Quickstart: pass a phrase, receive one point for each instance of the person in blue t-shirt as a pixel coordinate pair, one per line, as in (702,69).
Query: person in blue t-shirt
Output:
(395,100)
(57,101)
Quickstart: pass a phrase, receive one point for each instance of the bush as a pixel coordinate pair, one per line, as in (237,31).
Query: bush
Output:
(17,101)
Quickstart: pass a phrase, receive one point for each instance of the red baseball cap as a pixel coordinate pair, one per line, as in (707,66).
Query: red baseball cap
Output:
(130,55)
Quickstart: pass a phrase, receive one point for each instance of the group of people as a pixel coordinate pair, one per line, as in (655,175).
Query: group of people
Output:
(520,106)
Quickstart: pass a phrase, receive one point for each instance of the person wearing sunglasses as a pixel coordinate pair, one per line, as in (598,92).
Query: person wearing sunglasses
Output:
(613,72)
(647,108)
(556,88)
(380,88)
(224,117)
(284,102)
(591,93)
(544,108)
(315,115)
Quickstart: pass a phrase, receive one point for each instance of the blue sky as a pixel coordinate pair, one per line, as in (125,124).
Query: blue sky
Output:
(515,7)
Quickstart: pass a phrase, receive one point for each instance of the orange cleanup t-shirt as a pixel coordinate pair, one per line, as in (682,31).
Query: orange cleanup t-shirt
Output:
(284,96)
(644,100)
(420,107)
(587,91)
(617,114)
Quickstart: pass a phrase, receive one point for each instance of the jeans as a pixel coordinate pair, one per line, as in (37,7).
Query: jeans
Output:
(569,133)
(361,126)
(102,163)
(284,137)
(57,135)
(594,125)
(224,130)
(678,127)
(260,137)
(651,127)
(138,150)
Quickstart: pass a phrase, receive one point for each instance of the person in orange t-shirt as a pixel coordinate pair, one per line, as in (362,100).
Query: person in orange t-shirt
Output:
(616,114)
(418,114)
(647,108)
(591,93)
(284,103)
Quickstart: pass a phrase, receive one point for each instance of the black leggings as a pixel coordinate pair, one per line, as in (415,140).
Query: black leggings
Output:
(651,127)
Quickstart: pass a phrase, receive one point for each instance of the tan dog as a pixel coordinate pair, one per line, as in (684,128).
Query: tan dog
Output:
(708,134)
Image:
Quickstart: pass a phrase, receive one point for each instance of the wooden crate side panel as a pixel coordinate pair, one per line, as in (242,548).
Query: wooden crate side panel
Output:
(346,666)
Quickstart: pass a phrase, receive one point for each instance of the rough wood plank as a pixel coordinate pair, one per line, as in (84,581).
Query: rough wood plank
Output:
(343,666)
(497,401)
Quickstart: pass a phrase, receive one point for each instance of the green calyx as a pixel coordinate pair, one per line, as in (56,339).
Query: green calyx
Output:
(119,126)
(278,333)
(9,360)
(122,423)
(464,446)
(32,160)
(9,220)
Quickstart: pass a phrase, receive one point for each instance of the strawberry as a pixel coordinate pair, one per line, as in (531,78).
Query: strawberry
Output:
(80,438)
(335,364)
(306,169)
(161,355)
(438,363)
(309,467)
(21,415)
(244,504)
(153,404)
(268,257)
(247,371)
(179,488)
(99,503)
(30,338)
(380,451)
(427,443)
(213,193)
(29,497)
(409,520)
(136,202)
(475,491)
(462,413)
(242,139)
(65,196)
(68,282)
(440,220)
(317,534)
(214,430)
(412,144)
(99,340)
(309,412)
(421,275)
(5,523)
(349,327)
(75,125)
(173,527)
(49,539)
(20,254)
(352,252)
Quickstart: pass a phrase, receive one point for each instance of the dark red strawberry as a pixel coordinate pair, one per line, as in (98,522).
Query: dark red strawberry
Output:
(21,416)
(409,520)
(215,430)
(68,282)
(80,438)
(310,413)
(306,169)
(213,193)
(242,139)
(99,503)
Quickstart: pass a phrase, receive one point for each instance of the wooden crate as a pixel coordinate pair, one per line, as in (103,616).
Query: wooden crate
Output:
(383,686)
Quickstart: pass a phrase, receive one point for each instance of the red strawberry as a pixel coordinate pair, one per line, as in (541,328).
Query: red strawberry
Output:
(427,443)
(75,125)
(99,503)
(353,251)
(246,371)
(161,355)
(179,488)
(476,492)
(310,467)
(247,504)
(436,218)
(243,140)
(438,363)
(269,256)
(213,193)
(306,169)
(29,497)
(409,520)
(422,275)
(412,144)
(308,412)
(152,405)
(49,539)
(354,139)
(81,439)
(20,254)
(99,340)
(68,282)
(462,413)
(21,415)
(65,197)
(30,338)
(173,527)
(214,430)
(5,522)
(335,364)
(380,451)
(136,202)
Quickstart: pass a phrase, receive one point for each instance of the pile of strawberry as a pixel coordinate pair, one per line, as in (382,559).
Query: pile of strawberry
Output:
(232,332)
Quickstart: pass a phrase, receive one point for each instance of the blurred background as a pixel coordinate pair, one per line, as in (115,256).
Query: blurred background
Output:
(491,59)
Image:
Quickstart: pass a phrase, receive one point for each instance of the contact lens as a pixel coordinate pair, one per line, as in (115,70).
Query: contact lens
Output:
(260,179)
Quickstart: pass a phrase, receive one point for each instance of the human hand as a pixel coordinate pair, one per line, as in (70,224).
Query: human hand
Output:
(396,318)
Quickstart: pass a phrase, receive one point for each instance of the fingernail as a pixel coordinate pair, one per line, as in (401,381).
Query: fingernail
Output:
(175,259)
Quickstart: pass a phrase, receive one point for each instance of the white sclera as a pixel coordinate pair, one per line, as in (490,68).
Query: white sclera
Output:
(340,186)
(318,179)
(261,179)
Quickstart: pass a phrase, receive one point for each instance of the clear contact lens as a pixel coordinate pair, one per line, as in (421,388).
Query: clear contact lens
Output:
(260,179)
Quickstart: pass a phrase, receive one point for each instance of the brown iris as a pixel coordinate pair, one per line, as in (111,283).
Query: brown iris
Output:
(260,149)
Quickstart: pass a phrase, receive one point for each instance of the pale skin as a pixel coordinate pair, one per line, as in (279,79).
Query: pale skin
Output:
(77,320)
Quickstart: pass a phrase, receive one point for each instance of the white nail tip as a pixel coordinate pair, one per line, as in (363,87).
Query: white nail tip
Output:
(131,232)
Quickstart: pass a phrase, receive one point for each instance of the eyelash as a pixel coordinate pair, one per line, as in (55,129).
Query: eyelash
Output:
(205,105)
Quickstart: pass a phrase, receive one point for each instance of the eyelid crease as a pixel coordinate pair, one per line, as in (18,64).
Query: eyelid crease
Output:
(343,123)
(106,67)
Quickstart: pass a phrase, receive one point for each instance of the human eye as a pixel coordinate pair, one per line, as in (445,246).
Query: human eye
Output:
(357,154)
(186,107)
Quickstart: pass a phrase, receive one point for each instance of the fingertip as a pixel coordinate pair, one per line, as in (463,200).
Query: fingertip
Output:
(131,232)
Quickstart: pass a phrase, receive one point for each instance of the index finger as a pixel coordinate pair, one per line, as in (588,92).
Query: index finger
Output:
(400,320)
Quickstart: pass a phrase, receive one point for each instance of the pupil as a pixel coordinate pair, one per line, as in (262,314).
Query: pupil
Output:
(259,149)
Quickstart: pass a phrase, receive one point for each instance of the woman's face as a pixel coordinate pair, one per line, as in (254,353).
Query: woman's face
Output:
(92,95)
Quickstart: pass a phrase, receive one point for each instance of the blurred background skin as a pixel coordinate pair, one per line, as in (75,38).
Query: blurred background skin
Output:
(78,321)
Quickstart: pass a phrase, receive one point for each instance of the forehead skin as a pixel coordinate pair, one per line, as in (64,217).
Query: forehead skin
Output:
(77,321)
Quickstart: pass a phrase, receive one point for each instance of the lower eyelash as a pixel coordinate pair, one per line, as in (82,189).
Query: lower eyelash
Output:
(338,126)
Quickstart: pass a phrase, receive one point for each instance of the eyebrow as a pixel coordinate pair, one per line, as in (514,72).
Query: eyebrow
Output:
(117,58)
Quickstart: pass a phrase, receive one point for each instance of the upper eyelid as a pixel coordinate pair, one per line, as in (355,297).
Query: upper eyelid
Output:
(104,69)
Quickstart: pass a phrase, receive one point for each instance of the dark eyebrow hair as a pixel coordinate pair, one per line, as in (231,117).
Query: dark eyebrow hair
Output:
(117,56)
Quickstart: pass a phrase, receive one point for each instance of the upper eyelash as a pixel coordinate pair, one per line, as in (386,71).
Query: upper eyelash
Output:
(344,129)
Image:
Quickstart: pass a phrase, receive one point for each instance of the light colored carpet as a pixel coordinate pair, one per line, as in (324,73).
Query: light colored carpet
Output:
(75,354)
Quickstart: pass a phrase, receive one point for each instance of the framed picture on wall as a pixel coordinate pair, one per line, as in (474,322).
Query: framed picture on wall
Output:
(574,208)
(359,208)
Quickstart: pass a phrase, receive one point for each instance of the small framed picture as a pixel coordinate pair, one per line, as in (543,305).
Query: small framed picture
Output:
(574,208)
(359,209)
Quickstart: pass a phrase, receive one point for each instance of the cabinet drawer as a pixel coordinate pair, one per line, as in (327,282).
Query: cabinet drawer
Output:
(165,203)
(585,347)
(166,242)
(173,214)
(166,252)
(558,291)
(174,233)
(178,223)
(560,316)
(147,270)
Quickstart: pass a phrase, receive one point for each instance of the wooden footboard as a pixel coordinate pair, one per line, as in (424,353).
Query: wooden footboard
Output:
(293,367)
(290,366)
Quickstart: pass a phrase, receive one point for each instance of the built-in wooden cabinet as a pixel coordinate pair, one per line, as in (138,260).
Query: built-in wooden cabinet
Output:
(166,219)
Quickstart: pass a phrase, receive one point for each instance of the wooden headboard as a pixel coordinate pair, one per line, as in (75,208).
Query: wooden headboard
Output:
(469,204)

────

THE PROBLEM: In the material above, find the lines that contain "plank" and show them.

TASK RESPONSE:
Quickstart: pass a phrase, receive one point for each instance of the rough wood plank as a pixel coordinate pair, one per line, as in (84,581).
Query: rough wood plank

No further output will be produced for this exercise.